▶ **Document excerpt**
● ● ● ● ● ● ●

This is how Raster Fairy transforms a t-sne clustering to a rectangular grid:
In [4]:
from IPython.display import Image
Image(url="../rf_transform_1.gif")
Out[4]:
Let's start by creating an example dataset consisting of 4900 random RGB points and calculate a 2D t-sne embedding from it. Of course you can use any other clustering method or whatever 2D points you have lying around.
In [3]:
# just some basic setup for the purpose of this demo:
%matplotlib inline
from IPython.display import display
import matplotlib.pyplot as plt
import numpy as np
from sklearn.manifold import TSNE
#alternative you can use bh_sne:
#from tsne import bh_sne
# generate a set of 4900 random 3D points
totalDataPoints = 4900
dataPoints = np.random.uniform(low=0.0, high=1.0, size=(totalDataPoints,3))
# create a t-sne embedding in 2D (we have to clone the array since bh_sne changes the original data)
# The bh_sne repository can be found here: https://github.com/danielfrg/tsne
#xy = bh_sne(dataPoints.copy())

● ● ● ● ● ● ●

▶ **Assigned task A**
From the Raster Fairy excerpt, list every import line that is not commented out.
▶ **Assigned task B**
Retype the stretch of the Raster Fairy excerpt from "This is how" through "have lying around.".

● ● ● ● ● ● ●

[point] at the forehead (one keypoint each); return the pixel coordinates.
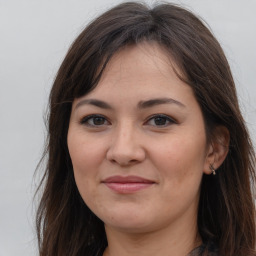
(142, 70)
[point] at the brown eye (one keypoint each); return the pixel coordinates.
(160, 120)
(94, 120)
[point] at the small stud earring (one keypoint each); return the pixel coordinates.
(212, 169)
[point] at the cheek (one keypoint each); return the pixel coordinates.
(86, 156)
(180, 161)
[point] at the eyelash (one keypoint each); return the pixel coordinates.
(162, 116)
(85, 120)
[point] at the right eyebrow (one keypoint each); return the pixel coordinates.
(94, 102)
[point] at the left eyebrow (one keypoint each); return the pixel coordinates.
(159, 101)
(94, 102)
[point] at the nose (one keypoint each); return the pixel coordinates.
(126, 148)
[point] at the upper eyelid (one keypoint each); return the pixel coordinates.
(87, 117)
(162, 115)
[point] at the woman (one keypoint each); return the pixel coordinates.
(148, 153)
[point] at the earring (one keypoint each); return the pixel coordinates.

● ● ● ● ● ● ●

▶ **Response box A**
from IPython.display import Image
from IPython.display import display
import matplotlib.pyplot as plt
import numpy as np
from sklearn.manifold import TSNE

▶ **Response box B**
This is how Raster Fairy transforms a t-sne clustering to a rectangular grid:
In [4]:
from IPython.display import Image
Image(url="../rf_transform_1.gif")
Out[4]:
Let's start by creating an example dataset consisting of 4900 random RGB points and calculate a 2D t-sne embedding from it. Of course you can use any other clustering method or whatever 2D points you have lying around.